→ Exercise requirements
**a.** Extract the part of the film passage from "In the grim" to "of physical mastery." word for word.
**b.** Name every fictional character in the film passage who is given both a first and a last name.

___ Page text

In Alexandre Rockwell’s wry black-and-white comedy In The Soup, Buscemi’s Adolpho Rollo is forced to turn to a charismatic gangster (played by Seymour Cassel) to help finance his script, only to discover that he must wheedle, beg, and steal from naive neighbors. (Jarmsuch and Carol Kane have small roles as the directors of a porn-for-quick-cash scheme.) Adolpho is a meek man, quick to submit in the presence of stronger personalities. He wants to peddle his script, but the 500-page tome about Nietzsche and Dostoevsky is hardly marketable. The film he wants to make is in black and white, and draws on Godard and Tarkovsky, much like In The Soup itself. In the end, Adolpho wonders if it would be better just to make a film about himself. It’s a movie about big breaks slipping through your fingers, about finding an alternative masculinity to the aggro grandeur of the mob world (à la the HBO series Boardwalk Empire of which Buscemi was the star). 

In the grim sepia-toned streets of Tom DiCillo’s Delirious, Buscemi’s anxious paparazzo Les Galantine tries to teach his young, homeless protégé Toby Grace (played by his future Boardwalk Empire co-star Michael Pitt) that labor is always extractive, whether done by scum or celebrity. Down in the gutter, a close-up of a dying flea stands in for Les’s sinking ambition and parasitic impulses. Always ready for the next scheme, it’s been a long time since he got a money shot worth getting excited over. But his professional striving strangles his personal life; Toby seems to be his only close friend and Les struggles to garner the approval of his strict parents due to his less-than-reputable career choice. He’s bitter over his continual losses, disconnected from any larger community. Photography is his only zone of physical mastery.

______
___ Raw data

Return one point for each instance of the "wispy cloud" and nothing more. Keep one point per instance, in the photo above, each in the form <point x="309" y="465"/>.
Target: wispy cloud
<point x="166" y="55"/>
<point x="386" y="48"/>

______

→ Responses by task
**a.**
In the grim sepia-toned streets of Tom DiCillo’s Delirious, Buscemi’s anxious paparazzo Les Galantine tries to teach his young, homeless protégé Toby Grace (played by his future Boardwalk Empire co-star Michael Pitt) that labor is always extractive, whether done by scum or celebrity. Down in the gutter, a close-up of a dying flea stands in for Les’s sinking ambition and parasitic impulses. Always ready for the next scheme, it’s been a long time since he got a money shot worth getting excited over. But his professional striving strangles his personal life; Toby seems to be his only close friend and Les struggles to garner the approval of his strict parents due to his less-than-reputable career choice. He’s bitter over his continual losses, disconnected from any larger community. Photography is his only zone of physical mastery.

**b.** Adolpho Rollo, Les Galantine, Toby Grace